═════ DOCUMENTO DE ORIGEM ═════
Uma nota: esta partilha não é um exercício teórico; é uma reflexão em voz alta a partir da minha experiência no serviço da autoridade como superior de comunidade em Lisboa e Juba, conselheiro provincial em Portugal, vice-provincial no Sudão do Sul e provincial em Portugal e de 35 anos de obediência professa.
TRÍPTICO BÍBLICO
A bíblia apresenta muitos e diversos quadros sobre o serviço da autoridade, sobre a arte do mando. Evoco três ícones para enquadrar esta reflexão ao jeito de um tríptico:
1. Juízes 9, 8-15: «As árvores puseram-se a caminho para ungirem um rei para si próprias. Disseram, então, à oliveira: “Reina sobre nós.” Disse-lhes a oliveira: “Irei eu renunciar ao meu óleo, com que se honram os deuses e os homens, para me agitar por cima das árvores?” As árvores disseram, depois, à figueira: “Vem tu, então, reinar sobre nós.” Disse-lhes a figueira: “Irei eu renunciar à minha doçura e aos meus bons frutos, para me agitar sobre as árvores?” Disseram, então, as árvores à videira: “Vem tu reinar sobre nós.” Disse-lhes a videira: “Irei eu renunciar ao meu mosto, que alegra os deuses e os homens, para me agitar sobre as árvores?” Então, todas as árvores disseram ao espinheiro: “Vem tu, reina tu sobre nós.” Disse o espinheiro às árvores: “Se é de boa mente que me ungis rei sobre vós, vinde, abrigai-vos à minha sombra; mas, se não é assim, sairá do espinheiro um fogo que há-de devorar os cedros do Líbano!”.»
═════ DADOS FORNECIDOS ═════
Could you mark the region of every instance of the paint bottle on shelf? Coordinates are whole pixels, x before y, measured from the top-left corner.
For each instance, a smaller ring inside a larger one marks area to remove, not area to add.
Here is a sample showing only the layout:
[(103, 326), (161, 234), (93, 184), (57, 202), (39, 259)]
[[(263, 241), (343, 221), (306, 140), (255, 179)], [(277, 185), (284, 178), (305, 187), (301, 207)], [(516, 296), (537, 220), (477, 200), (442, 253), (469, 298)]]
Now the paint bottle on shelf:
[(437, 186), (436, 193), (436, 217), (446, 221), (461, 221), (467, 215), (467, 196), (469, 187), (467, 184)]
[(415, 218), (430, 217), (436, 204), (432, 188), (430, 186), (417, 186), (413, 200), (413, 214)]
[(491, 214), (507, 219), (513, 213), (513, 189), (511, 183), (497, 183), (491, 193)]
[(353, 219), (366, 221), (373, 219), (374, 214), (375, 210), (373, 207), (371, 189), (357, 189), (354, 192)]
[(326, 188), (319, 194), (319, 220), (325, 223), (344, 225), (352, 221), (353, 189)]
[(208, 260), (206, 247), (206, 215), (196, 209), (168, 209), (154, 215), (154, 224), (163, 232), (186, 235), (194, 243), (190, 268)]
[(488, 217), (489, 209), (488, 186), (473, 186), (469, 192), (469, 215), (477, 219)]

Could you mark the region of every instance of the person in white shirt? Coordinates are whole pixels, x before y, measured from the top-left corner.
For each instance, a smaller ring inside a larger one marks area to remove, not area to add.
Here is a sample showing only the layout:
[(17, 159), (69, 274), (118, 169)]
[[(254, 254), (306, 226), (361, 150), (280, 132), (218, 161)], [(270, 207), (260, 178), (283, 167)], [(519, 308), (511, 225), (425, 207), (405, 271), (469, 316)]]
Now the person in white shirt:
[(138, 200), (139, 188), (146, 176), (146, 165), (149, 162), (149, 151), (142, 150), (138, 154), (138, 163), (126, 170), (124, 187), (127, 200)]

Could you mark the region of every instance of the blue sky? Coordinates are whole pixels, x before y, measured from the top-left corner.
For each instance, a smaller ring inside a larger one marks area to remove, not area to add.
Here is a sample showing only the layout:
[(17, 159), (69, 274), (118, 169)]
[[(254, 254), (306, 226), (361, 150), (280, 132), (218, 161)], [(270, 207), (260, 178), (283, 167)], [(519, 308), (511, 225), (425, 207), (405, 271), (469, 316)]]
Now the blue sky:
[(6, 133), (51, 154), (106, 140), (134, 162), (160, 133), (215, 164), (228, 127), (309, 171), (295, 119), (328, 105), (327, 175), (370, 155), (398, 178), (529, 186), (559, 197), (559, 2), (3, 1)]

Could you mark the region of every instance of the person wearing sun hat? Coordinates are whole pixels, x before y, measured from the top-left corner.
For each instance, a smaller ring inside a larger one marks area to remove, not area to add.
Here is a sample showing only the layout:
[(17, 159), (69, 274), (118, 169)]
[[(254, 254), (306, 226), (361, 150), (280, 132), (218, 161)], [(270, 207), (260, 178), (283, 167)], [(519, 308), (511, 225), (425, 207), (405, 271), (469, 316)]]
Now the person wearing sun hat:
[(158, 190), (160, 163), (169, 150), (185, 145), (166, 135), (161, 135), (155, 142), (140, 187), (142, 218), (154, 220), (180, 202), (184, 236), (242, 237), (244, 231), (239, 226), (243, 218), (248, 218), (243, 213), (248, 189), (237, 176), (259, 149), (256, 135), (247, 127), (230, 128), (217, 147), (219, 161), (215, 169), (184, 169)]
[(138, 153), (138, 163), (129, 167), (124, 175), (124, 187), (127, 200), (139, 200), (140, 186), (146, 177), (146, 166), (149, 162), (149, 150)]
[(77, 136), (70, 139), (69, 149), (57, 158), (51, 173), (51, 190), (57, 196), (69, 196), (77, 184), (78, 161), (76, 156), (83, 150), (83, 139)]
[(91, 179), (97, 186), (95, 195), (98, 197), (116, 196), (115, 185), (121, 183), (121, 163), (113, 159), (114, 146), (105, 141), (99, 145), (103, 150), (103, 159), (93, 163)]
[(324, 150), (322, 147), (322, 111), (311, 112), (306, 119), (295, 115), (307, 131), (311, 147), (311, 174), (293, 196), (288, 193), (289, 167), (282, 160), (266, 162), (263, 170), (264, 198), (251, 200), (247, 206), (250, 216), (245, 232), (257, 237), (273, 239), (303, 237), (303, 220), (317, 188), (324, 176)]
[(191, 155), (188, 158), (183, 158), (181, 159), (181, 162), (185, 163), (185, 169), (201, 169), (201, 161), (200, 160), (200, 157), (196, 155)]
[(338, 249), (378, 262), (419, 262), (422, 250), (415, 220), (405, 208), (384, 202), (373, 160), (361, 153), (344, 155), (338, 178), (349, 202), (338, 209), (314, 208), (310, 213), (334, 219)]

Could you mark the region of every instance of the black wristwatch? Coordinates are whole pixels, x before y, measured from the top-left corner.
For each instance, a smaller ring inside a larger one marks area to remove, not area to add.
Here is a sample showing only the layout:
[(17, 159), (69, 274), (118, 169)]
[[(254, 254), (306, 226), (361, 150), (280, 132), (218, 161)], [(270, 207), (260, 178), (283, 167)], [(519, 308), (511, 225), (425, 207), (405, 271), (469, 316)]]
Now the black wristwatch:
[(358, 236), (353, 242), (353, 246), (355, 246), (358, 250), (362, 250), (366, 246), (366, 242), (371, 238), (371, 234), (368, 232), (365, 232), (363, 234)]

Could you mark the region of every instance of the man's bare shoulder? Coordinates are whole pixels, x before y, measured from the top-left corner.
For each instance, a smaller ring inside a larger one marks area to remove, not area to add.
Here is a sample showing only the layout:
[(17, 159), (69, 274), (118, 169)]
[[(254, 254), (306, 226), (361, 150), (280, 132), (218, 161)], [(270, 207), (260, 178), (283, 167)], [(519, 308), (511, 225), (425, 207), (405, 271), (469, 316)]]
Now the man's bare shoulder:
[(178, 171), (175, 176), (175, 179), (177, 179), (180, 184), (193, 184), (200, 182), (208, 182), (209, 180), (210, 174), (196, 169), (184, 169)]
═════
**ENUNCIADO DA TAREFA**.
Diga se cada afirmação abaixo está de acordo com o texto sobre o serviço da autoridade, respondendo sim ou não e citando as palavras exatas do texto que o decidem.
(a) O autor exerceu o cargo de vice-provincial no Sudão do Sul.
(b) A figueira aceitou reinar sobre as árvores.
(c) O autor tem 25 anos de obediência professa.

**RESOLUÇÃO**.
(a) Sim: "vice-provincial no Sudão do Sul".
(b) Não: "Irei eu renunciar à minha doçura e aos meus bons frutos, para me agitar sobre as árvores?"
(c) Não: "35 anos de obediência professa".